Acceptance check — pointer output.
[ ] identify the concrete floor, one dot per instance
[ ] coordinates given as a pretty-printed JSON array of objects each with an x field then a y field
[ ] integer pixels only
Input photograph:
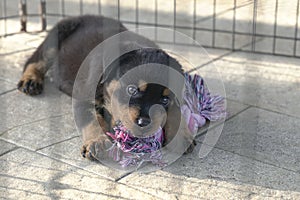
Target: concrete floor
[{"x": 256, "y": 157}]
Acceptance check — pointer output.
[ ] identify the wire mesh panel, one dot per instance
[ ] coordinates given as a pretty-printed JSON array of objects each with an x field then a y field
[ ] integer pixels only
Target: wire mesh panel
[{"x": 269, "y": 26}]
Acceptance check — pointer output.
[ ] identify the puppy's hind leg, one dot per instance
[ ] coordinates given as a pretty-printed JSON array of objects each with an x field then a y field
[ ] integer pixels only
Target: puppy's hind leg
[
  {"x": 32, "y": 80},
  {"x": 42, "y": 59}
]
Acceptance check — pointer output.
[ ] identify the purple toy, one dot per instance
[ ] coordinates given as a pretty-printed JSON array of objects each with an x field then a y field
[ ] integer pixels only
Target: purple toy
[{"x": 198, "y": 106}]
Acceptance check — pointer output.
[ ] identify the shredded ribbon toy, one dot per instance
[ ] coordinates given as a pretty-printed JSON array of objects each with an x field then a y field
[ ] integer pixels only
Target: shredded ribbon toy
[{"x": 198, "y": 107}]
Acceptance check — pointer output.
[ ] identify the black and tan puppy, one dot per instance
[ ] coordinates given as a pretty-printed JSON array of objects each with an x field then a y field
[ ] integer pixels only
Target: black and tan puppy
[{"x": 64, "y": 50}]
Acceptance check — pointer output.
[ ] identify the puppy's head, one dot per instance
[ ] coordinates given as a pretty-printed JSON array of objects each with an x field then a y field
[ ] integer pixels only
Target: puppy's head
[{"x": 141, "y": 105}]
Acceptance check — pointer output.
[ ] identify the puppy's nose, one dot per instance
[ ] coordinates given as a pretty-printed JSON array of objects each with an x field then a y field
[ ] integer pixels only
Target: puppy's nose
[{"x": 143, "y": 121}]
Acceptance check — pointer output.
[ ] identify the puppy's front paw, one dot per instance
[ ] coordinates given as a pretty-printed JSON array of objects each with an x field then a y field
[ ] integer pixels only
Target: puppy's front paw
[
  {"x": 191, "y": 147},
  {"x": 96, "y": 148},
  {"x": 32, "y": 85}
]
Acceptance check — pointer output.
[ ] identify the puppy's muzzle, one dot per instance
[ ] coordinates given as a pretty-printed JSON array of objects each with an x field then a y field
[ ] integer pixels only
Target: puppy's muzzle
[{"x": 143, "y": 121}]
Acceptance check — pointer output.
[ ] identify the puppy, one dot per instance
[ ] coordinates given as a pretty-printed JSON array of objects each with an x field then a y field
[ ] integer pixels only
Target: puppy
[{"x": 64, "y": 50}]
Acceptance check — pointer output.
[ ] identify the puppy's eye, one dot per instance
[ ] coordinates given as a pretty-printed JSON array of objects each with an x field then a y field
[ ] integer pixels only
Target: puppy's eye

▬▬▬

EXERCISE PROMPT:
The pictures are not wanted, but every line of the listing should be duplicated exactly.

OUTPUT BELOW:
Acceptance check — pointer output.
[ ] identify the concrete floor, one dot per instance
[ ] coordinates given as a pretty-printed JSON array of objects each with an x field then a y field
[ ] integer pixels only
Input photograph:
Target: concrete floor
[{"x": 256, "y": 157}]
Acceptance check — pointer output.
[ ] identify the wire mesh panel, one dot per instance
[ ] coordinates given as a pretty-printed JSON array of objects each with an x field then a y field
[ ] integer pixels only
Target: wire mesh panel
[{"x": 269, "y": 26}]
Acceptance check — pointer output.
[ ] identify the puppy's hind leg, one dot per instance
[ ] coordinates given as a pretty-printed JSON array of objects each with an x field then a y field
[ ] integer pixels only
Target: puppy's hind leg
[
  {"x": 32, "y": 80},
  {"x": 42, "y": 59}
]
Acceptance check — pointer output.
[ ] identify the purple toy, one dot per instance
[ ] coordinates given as a pretty-printed JSON array of objects each with an x field then a y field
[ ] integer pixels only
Target: purple toy
[{"x": 198, "y": 106}]
Acceptance check — pointer output.
[ ] identify the shredded ribbon toy, one dot per instance
[ ] coordinates given as a pretty-printed JSON array of objects each with an x field then a y field
[ ] integer pixels only
Target: shredded ribbon toy
[{"x": 198, "y": 107}]
Acceptance check — pointer output.
[ ] identify the black and tan puppy, one dot per instance
[ ] coordinates given as a pretty-printed JSON array of objects each with an x field then a y field
[ ] integer pixels only
Target: black and tan puppy
[{"x": 64, "y": 50}]
Acceptance check — pointer output.
[ ] identify the puppy's head, one dot per instance
[ ] coordinates given as a pretty-printed JSON array of objects each with an x field then a y field
[ ] integer pixels only
Target: puppy's head
[{"x": 141, "y": 105}]
Acceptance check — pointer output.
[ ] identify the puppy's nose, one dot per instance
[ ] coordinates given as a pretty-printed JSON array of objects each with an x field then a y field
[ ] integer pixels only
Target: puppy's nose
[{"x": 143, "y": 121}]
Acceptance check — pointer output.
[ ] identify the puppy's front paw, one dot per instance
[ ] coordinates given as a pretty-printed JSON array of objects each with an x field then a y field
[ ] integer pixels only
Target: puppy's front paw
[
  {"x": 191, "y": 147},
  {"x": 96, "y": 148},
  {"x": 32, "y": 85}
]
Acceptance check — pointer output.
[ ] identify the puppy's muzzle, one dot per instance
[ ] coordinates given as a pretty-printed JSON array of objects each with an x field then a y field
[ ] integer pixels only
Target: puppy's muzzle
[{"x": 143, "y": 121}]
Acceptance check — pointer output.
[ ] identify the puppy, one dot per instance
[ ] coordinates given as a pretty-printed JSON array of objects each with an x field then a y field
[ ] integer pixels only
Target: puppy
[{"x": 64, "y": 50}]
Acceptance check — pointer output.
[ ] identify the puppy's eye, one dot per instance
[ ] coordinates given as a pretty-printed JSON array of objects each with an x field then a y field
[ ] integer pixels only
Target: puppy's eye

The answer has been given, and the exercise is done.